PROBLEM STATEMENT: Lay out each line of the rows below as a JSON list of strings, one string per line. Omit blank lines and leave out the pictures.

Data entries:
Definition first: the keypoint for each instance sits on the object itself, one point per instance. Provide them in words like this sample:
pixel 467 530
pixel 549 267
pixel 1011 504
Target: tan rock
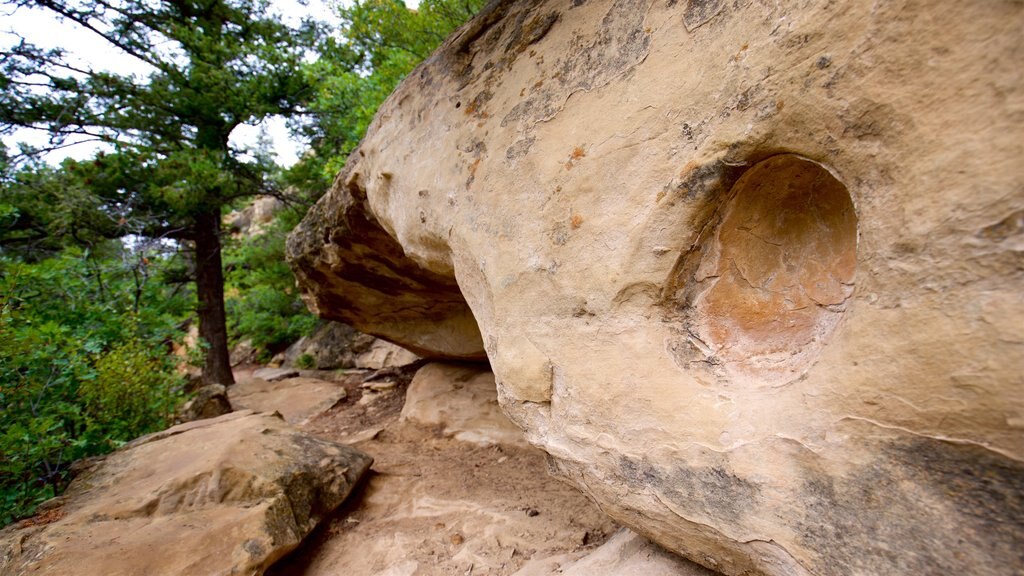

OUTPUT BELOW:
[
  "Definition first: the keypoint for each instance sits on the object itself, one point per instance. Provide them in words like this sample:",
  "pixel 467 530",
  "pixel 549 267",
  "pixel 1011 504",
  "Target: tan rock"
]